SOURCE DOCUMENT
Of course, the big question on everyone’s mind and lips is ‘what’s next?!?’. Folks are part anxious, part curious, and part excited to find out where we go from here and what I am going to do now that I’m pastor. And more than a few parishioners have ideas – some already laid out in no small detail – about what they think should be my priorities and plans!

While I do indeed have ideas, hopes, and even plans of my own, my response is the same to all: give us time. Time to connect with each other (especially key leadership), time to settle in, time to adapt to this new reality practically and emotionally. In more than a few ways, we’re still firming up the basics of ministerial presence – I don’t (yet!) have an office phone, our parish emergency line is being finalized, our laptops only just issued, and email address access being distributed…. to say nothing of the human side of starting anew. Rest assured that a vision and plan is going to come together, but it will take time. For now, let’s work on simply being a parish family together – no small task in itself.

Initial priorities – laying the foundation for the coming months

All that said, we’re not just sitting around! Though it is a quiet time of year for parishes, summertime is crucial for making preparations for the coming liturgical year, sacramental preparations, and parish life. With that in mind, I’ve got three priorities that I’m currently working through – in this order: 1) priest life, 2) liturgy, and 3) faith formation.

Priest life is my shorthand for getting all three of us priests – myself, Father Ed, and Father Gali – sorted in the way of day-to-day living and ministry. Not only regular living arrangements at our shared rectory in Port Angeles, but also sorting out how we will use the rectories across the parish family (for example, I’ll be staying overnight in Forks at the rectory this weekend to avoid unnecessary driving). Keys, linens, toiletries, water, electricity, wifi, the works – all needing checked, set up, and shared among us.

Thanks to being the pastor and architect of our schedule, I have a pretty firm grasp of the new schedule and rotation arrangements – but this is also something needed learned by all three of us. Things like addresses & directions, drive times, and simply who is where when are all being internalized and processed.

Last but certainly not least is the work of getting to know each community! Not only people, but practicalities of each location – where to park, where facilities are located, sacristy arrangements, and even where the priest simply sits at Mass – they are all slightly different! And while only the pastor is rotating among every single location (once a week, every week!), our two vicars will be balancing at least two locations every week, learning about and adapting to them as needed.

PROBLEM 1
List every line of the records below that contains the string "tiled".

EXTRACTED DATA
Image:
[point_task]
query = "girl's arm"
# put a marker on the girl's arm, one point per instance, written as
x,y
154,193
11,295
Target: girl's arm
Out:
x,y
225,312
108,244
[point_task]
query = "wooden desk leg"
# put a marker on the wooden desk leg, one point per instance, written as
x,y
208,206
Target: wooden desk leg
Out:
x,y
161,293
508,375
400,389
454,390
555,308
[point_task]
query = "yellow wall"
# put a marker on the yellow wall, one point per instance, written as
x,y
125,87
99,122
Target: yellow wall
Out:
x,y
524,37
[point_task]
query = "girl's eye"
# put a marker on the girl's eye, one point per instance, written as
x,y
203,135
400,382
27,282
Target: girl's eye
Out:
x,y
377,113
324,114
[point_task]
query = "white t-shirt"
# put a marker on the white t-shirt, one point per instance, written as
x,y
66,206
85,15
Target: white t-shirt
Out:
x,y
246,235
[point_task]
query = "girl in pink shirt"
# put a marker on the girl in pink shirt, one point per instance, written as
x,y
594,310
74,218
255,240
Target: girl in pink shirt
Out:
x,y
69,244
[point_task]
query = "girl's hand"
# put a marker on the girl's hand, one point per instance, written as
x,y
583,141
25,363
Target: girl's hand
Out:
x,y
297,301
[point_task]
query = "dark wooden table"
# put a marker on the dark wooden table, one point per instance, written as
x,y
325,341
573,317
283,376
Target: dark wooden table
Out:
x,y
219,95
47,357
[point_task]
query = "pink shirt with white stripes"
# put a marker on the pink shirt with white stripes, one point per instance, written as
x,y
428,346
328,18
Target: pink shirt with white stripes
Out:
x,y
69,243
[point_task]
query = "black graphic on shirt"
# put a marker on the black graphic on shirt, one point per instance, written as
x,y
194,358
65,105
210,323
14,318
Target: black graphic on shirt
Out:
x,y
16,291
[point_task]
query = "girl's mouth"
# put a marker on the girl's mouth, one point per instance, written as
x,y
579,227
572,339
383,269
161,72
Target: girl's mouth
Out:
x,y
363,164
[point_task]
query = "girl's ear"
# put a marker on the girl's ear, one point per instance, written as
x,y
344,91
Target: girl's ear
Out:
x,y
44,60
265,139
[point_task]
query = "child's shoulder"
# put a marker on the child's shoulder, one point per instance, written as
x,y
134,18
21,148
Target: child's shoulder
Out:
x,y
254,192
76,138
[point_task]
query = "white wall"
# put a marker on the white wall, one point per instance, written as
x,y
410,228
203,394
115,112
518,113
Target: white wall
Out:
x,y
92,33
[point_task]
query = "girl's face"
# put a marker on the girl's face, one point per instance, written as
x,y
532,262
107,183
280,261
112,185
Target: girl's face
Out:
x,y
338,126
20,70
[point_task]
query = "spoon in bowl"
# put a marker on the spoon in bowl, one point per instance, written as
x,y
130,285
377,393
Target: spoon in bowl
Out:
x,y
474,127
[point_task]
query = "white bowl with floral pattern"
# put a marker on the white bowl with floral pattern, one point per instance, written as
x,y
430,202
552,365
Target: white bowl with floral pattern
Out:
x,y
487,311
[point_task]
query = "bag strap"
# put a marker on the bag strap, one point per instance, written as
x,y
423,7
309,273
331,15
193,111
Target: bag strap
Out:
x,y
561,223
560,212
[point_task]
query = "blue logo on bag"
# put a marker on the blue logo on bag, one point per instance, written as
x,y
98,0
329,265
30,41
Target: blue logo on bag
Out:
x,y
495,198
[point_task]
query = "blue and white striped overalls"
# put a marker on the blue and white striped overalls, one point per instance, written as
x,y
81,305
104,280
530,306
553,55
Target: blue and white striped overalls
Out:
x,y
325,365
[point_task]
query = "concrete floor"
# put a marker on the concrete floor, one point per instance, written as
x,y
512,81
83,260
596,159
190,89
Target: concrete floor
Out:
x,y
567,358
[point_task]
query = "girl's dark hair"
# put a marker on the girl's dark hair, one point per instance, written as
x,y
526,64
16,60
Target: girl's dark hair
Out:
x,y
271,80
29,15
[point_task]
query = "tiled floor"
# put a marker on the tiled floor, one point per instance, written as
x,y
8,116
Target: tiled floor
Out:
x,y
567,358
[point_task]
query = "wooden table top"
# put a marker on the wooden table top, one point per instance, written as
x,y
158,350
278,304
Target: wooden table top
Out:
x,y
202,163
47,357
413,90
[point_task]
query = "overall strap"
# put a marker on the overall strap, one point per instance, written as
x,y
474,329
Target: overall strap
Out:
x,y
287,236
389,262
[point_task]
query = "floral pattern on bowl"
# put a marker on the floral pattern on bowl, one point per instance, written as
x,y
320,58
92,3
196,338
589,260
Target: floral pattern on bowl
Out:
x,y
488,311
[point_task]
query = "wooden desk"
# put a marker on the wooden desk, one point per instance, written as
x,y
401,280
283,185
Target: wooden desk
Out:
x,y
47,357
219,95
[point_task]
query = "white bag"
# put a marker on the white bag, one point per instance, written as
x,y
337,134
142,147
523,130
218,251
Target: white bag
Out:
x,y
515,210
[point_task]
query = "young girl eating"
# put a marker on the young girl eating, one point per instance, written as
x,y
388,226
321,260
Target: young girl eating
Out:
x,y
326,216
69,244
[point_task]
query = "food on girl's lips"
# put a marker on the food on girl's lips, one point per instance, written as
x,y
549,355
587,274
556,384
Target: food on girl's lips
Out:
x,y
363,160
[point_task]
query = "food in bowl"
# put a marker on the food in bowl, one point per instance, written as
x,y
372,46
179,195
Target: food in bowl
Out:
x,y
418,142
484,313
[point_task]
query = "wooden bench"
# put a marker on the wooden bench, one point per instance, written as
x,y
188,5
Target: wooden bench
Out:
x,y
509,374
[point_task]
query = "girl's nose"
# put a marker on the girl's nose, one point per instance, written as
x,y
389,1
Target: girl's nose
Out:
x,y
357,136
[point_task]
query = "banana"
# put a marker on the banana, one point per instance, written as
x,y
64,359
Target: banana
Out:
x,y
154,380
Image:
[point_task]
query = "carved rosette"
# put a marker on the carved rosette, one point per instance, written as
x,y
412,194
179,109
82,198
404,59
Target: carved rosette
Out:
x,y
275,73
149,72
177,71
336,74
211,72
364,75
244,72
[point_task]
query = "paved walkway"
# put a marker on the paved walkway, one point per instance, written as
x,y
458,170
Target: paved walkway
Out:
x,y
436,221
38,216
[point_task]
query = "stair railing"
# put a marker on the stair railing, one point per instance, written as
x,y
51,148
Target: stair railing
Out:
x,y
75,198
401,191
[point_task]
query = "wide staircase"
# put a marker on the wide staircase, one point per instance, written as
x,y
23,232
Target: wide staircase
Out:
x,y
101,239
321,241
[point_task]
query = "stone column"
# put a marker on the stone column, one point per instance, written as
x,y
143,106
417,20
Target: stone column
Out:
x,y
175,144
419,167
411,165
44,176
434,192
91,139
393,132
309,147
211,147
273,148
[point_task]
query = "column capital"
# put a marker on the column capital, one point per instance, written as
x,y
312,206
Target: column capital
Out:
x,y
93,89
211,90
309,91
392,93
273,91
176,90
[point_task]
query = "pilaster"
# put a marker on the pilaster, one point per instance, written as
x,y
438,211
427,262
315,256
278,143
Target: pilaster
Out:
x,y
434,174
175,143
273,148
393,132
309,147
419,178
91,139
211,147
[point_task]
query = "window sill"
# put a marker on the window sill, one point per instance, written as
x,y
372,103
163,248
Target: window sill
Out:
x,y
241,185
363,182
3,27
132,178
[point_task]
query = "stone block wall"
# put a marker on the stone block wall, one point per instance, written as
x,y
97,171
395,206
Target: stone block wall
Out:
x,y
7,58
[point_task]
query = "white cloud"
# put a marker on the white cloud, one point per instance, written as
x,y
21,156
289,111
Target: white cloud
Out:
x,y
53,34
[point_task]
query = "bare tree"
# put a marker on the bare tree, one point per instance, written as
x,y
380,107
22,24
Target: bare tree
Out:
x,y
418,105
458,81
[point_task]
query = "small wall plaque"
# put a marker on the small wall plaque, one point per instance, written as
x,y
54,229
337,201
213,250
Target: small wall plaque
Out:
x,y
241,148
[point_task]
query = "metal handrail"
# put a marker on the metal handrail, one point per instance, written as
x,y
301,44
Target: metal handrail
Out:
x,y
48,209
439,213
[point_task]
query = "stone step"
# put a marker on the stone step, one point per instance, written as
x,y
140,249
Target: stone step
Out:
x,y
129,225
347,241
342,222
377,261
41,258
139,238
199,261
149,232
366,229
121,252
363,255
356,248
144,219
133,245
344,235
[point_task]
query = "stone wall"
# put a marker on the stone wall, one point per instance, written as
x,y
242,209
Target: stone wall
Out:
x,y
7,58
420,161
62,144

PROBLEM 2
In the pastor's note above, what three priorities does the writer name, in their stated order?

WRITTEN REPLY 1
query = "tiled floor"
# put a marker on the tiled floor, one point per instance, written as
Target: tiled floor

WRITTEN REPLY 2
Priest life, liturgy, and faith formation.